Copy every item below word for word, line by line, with no changes.

═══ INPUT MATERIAL ═══

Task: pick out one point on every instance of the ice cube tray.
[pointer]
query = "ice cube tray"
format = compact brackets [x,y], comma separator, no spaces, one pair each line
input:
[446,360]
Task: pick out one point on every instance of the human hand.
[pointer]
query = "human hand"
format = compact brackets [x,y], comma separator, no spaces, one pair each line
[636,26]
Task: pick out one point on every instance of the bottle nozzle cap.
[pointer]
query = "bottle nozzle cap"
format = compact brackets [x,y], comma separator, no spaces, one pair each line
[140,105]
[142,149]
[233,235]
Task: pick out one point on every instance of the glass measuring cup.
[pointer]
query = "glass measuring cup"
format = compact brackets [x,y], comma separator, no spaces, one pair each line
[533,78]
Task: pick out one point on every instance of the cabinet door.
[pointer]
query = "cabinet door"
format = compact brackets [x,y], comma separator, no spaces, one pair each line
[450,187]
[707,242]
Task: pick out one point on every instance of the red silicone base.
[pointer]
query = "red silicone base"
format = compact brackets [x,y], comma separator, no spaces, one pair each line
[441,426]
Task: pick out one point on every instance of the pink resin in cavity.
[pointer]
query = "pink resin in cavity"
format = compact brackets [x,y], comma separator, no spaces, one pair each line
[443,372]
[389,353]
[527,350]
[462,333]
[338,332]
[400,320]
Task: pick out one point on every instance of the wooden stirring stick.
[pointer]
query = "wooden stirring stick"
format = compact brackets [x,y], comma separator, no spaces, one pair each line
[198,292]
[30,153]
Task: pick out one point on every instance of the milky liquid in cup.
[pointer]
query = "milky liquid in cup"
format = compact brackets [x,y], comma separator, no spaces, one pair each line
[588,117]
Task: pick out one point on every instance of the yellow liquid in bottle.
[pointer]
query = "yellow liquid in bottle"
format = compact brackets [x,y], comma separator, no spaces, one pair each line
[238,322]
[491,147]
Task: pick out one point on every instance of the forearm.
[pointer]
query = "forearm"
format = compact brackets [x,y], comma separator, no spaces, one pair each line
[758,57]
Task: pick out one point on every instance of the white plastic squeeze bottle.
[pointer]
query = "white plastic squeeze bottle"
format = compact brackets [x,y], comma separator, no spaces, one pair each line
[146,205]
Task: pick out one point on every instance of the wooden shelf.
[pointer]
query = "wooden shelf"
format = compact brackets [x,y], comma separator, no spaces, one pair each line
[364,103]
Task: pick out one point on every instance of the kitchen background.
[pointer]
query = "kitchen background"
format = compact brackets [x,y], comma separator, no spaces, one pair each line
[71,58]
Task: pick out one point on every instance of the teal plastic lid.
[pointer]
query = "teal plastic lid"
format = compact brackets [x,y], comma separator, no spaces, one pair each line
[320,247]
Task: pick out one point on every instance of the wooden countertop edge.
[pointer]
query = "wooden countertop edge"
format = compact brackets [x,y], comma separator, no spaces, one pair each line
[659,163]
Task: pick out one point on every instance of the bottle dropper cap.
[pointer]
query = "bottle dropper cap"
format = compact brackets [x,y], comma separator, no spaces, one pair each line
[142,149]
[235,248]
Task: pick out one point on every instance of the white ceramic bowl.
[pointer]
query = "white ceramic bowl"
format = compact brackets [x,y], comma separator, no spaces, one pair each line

═══

OUTPUT FOR THIS TASK:
Task: pick out one point on every instance of the ice cube tray.
[pointer]
query = "ice cube tray"
format = compact brackets [x,y], comma separator, no spaces, one pair each line
input:
[446,360]
Task: pick out one point on every instance of the human hand.
[pointer]
query = "human hand"
format = compact brackets [x,y], comma separator, no spaces, one pair each line
[636,26]
Task: pick out one point on every instance of the bottle nozzle cap.
[pointer]
query = "bottle nozzle cap"
format = compact brackets [x,y], comma separator, no spaces, one pair each line
[140,105]
[142,149]
[233,235]
Task: pick out one point on every instance of the glass measuring cup.
[pointer]
query = "glass measuring cup"
format = compact brackets [x,y], comma separator, no spaces, one pair each line
[533,78]
Task: pick out one point on every instance of the cabinet door.
[pointer]
query = "cabinet door"
format = compact brackets [x,y], comma separator, no spaces, one pair each line
[450,187]
[707,242]
Task: pick out one point on every instance of the red silicone base.
[pointer]
query = "red silicone base"
format = compact brackets [x,y], comma separator, no spaces, one pair each line
[441,426]
Task: pick out one point on every instance of the pink resin in cavity.
[pointer]
query = "pink resin in cavity"
format = compact brackets [x,y], comma separator, no spaces, one pair each line
[443,372]
[389,353]
[527,350]
[462,333]
[338,332]
[400,320]
Task: pick out one point on every instance of the wooden stirring stick.
[pointer]
query = "wooden stirring stick"
format = compact brackets [x,y], comma separator, no spaces, one pair each line
[198,292]
[30,153]
Task: pick out one point on every instance of the milky liquid in cup.
[pointer]
query = "milky liquid in cup"
format = compact brackets [x,y], comma separator, no spaces, one pair each line
[588,117]
Task: pick out one point on every instance of the yellow liquid in bottle.
[pointer]
query = "yellow liquid in bottle"
format = compact brackets [x,y], comma separator, no spaces, one pair each line
[238,322]
[491,147]
Task: pick out one point on every instance of the forearm.
[pointer]
query = "forearm"
format = compact brackets [x,y], comma separator, no spaces, one pair each line
[758,57]
Task: pick out one point on every instance of the white plastic squeeze bottle.
[pointer]
query = "white plastic squeeze bottle"
format = compact brackets [x,y], comma separator, no spaces, one pair each line
[146,205]
Task: pick out one point on every instance of the wooden shelf.
[pointer]
query = "wooden shelf"
format = compact brackets [x,y], comma separator, no spaces, one pair each line
[364,103]
Task: pick out one point on every instance of the kitchen background.
[pointer]
query = "kitchen background"
format = compact brackets [x,y], comma separator, no spaces, one pair each line
[71,58]
Task: pick out one point on every instance of the teal plastic lid.
[pointer]
query = "teal plastic lid"
format = compact brackets [x,y], comma separator, no spaces, one pair each line
[320,247]
Task: pick out one point on every instance of the wooden countertop edge.
[pointer]
query = "wooden countertop edge"
format = compact brackets [x,y], comma separator, no spaces, one pair each line
[659,163]
Task: pick out one point on every instance of the bottle dropper cap.
[pointer]
query = "bottle dropper cap"
format = compact brackets [x,y], comma separator, no spaces, one pair each line
[142,149]
[235,248]
Task: pick out one point on every instance of the white ceramic bowl.
[pointer]
query = "white ceramic bowl"
format = compact brackets [x,y], comma separator, no spaces, one pair each line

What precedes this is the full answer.